Task brief:
Search the entries for lines that contain the word "foreground", and report each one found.

Record excerpts:
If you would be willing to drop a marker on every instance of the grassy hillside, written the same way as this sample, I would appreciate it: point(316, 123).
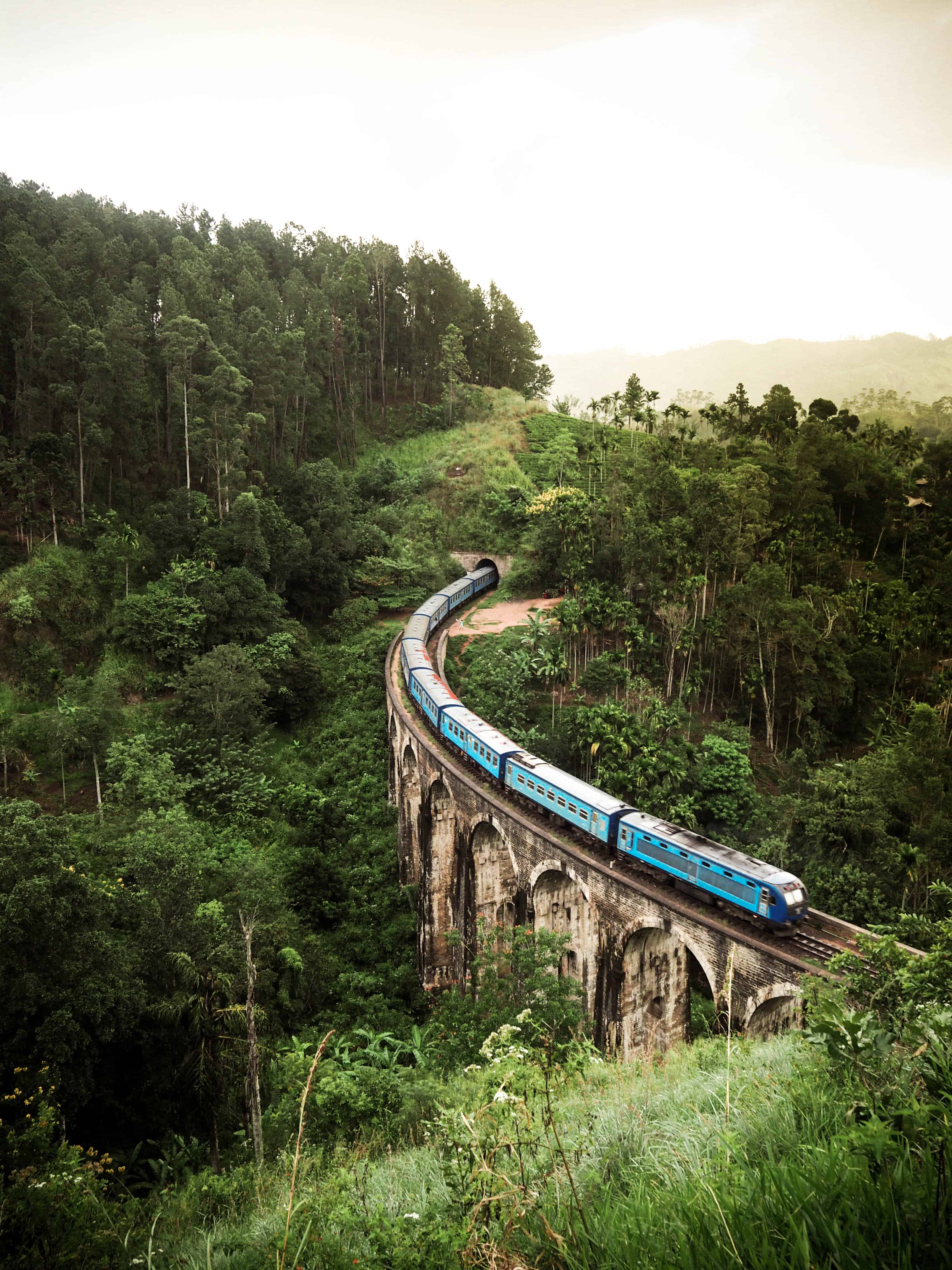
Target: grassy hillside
point(840, 369)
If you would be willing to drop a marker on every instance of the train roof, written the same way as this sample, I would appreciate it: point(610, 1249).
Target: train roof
point(570, 785)
point(456, 587)
point(417, 627)
point(702, 846)
point(429, 606)
point(437, 689)
point(487, 733)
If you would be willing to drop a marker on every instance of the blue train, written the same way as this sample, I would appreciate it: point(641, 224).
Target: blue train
point(707, 869)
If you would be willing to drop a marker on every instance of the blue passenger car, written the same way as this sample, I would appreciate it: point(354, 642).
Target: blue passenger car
point(414, 657)
point(435, 610)
point(478, 740)
point(432, 695)
point(723, 873)
point(458, 592)
point(483, 578)
point(572, 799)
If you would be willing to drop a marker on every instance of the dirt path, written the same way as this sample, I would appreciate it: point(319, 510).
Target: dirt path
point(499, 618)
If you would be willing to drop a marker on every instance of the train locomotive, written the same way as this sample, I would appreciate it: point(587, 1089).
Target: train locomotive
point(715, 873)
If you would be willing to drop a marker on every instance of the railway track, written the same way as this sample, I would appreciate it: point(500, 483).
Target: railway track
point(817, 940)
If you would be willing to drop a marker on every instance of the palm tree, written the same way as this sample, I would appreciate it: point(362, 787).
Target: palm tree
point(905, 446)
point(205, 1005)
point(650, 398)
point(878, 435)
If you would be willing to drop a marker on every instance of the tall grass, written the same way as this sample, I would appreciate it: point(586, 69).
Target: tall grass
point(795, 1184)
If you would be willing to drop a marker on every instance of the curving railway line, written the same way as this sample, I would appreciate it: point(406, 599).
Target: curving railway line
point(440, 757)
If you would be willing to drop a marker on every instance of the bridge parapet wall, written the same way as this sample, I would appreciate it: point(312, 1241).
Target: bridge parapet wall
point(634, 947)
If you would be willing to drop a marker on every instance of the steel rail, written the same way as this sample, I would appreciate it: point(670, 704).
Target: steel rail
point(510, 808)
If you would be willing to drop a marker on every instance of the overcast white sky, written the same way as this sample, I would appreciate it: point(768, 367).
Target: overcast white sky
point(647, 176)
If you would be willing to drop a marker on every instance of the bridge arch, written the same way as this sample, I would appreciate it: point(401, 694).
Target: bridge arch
point(409, 811)
point(485, 889)
point(460, 822)
point(654, 1000)
point(562, 903)
point(774, 1010)
point(436, 917)
point(391, 759)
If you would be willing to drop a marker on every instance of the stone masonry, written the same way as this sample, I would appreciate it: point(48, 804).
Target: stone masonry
point(635, 944)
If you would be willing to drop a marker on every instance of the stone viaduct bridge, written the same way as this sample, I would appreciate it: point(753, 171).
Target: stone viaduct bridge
point(636, 945)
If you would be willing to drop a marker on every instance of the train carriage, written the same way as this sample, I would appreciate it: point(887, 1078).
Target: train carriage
point(479, 741)
point(572, 799)
point(459, 592)
point(432, 695)
point(723, 873)
point(435, 610)
point(484, 578)
point(710, 869)
point(414, 657)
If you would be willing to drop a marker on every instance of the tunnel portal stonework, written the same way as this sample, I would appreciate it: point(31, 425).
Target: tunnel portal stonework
point(473, 855)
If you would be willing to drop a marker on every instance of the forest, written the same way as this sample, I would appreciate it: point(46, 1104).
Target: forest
point(230, 462)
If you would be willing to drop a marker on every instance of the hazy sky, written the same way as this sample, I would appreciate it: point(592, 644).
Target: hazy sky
point(642, 176)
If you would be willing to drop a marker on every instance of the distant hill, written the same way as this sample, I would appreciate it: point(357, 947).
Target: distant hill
point(836, 370)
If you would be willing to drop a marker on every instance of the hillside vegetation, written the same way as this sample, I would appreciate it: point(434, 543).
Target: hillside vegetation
point(905, 365)
point(214, 1046)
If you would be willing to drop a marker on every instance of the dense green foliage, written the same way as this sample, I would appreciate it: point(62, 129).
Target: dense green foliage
point(752, 638)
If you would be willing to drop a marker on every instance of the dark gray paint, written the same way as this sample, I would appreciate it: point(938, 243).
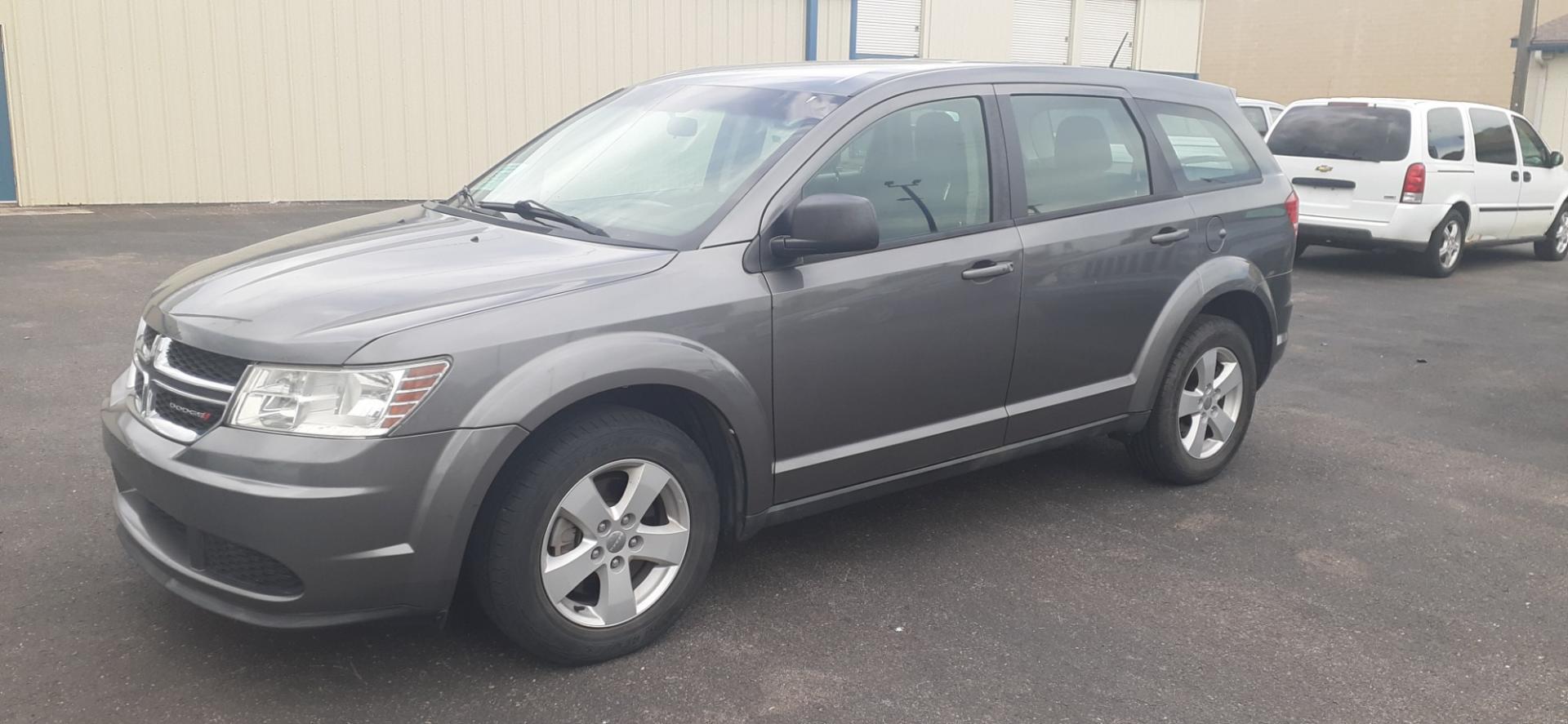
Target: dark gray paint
point(838, 378)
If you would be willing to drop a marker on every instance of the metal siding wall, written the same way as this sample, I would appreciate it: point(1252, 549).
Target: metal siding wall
point(833, 30)
point(223, 100)
point(1107, 25)
point(1291, 51)
point(1040, 30)
point(1172, 46)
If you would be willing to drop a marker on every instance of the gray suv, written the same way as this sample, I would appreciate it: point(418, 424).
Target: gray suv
point(702, 306)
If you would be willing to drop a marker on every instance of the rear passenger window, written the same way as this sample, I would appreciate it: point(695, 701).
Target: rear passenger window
point(1493, 136)
point(1208, 153)
point(1530, 144)
point(1446, 135)
point(1079, 151)
point(924, 168)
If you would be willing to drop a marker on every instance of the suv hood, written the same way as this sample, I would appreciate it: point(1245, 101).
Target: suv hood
point(315, 296)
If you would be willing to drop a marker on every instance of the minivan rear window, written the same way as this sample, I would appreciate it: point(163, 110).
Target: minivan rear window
point(1352, 132)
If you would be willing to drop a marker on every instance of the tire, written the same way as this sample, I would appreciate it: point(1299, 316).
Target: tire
point(1554, 247)
point(1162, 449)
point(591, 453)
point(1440, 259)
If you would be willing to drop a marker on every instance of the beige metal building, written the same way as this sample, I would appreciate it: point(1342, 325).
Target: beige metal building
point(226, 100)
point(1432, 49)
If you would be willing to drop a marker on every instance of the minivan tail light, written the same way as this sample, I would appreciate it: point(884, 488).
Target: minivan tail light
point(1414, 184)
point(1293, 209)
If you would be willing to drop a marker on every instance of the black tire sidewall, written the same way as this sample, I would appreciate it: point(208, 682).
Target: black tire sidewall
point(1431, 260)
point(1172, 461)
point(511, 585)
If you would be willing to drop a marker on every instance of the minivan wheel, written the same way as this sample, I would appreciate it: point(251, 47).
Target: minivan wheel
point(1554, 247)
point(1445, 248)
point(601, 536)
point(1203, 406)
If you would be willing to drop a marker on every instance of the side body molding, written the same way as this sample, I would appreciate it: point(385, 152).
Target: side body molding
point(1214, 278)
point(568, 373)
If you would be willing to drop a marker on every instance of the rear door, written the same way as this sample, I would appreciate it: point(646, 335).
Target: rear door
point(1106, 242)
point(1498, 175)
point(1348, 160)
point(1540, 185)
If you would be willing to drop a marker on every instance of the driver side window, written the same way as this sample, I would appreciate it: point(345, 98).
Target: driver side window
point(924, 170)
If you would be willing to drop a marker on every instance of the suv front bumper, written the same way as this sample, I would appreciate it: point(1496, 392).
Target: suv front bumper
point(298, 531)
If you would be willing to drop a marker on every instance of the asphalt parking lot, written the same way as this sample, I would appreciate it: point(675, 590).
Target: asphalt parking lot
point(1388, 548)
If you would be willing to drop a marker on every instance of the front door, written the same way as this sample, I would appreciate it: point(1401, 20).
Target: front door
point(7, 160)
point(899, 358)
point(1540, 185)
point(1498, 177)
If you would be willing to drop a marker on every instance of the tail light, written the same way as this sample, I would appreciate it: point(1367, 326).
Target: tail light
point(1293, 209)
point(1414, 184)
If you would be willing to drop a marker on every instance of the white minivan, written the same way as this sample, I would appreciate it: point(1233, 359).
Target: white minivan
point(1426, 175)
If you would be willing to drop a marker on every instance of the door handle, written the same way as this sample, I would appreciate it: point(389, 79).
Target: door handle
point(1170, 235)
point(987, 270)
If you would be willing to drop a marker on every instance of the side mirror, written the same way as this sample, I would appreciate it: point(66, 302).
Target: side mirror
point(828, 224)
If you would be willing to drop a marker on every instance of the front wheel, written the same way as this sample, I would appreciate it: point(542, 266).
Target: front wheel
point(1203, 406)
point(1554, 247)
point(599, 538)
point(1445, 248)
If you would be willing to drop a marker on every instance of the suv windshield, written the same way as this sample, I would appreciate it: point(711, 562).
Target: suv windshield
point(1355, 132)
point(654, 165)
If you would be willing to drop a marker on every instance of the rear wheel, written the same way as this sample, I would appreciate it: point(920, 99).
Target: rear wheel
point(1203, 406)
point(1554, 247)
point(1445, 248)
point(601, 536)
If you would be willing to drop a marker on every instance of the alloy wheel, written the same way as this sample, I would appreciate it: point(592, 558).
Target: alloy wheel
point(1452, 240)
point(1562, 233)
point(1211, 400)
point(615, 543)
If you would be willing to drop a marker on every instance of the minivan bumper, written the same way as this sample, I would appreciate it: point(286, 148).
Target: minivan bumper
point(1410, 228)
point(300, 531)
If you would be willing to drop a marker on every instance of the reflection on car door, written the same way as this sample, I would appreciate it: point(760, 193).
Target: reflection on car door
point(1090, 195)
point(1496, 175)
point(899, 358)
point(1539, 185)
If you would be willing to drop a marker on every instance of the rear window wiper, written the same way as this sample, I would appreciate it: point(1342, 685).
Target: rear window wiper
point(530, 209)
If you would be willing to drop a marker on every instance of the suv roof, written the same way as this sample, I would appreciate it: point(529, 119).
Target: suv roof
point(1399, 102)
point(853, 78)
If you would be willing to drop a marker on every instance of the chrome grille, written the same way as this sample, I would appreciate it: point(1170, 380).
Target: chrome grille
point(182, 391)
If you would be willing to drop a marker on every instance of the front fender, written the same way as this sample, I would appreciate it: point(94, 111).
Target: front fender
point(1211, 279)
point(572, 371)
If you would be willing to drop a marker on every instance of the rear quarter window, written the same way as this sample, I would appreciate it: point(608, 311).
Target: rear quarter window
point(1206, 151)
point(1352, 132)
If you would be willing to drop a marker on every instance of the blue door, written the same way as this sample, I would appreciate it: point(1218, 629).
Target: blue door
point(7, 160)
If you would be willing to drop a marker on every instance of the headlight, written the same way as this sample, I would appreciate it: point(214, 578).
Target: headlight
point(361, 402)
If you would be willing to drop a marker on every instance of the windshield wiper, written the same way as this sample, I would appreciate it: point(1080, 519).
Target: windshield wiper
point(466, 196)
point(530, 209)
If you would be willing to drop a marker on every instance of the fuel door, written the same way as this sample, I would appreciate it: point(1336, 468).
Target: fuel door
point(1217, 234)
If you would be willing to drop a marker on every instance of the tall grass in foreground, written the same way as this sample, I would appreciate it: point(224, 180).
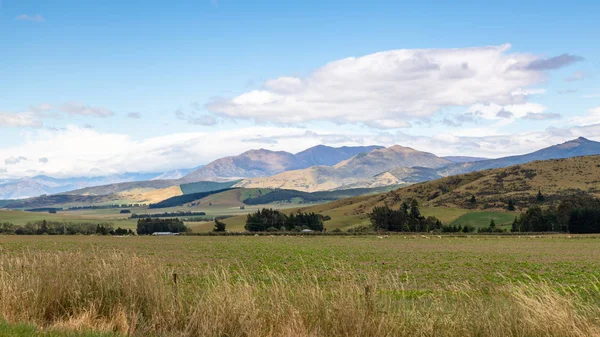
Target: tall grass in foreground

Solved problem:
If you would be willing to drop a marker on every instance of the tall grass in foreground, written the same way as this sample, I would appreciate it: point(224, 180).
Target: tall grass in foreground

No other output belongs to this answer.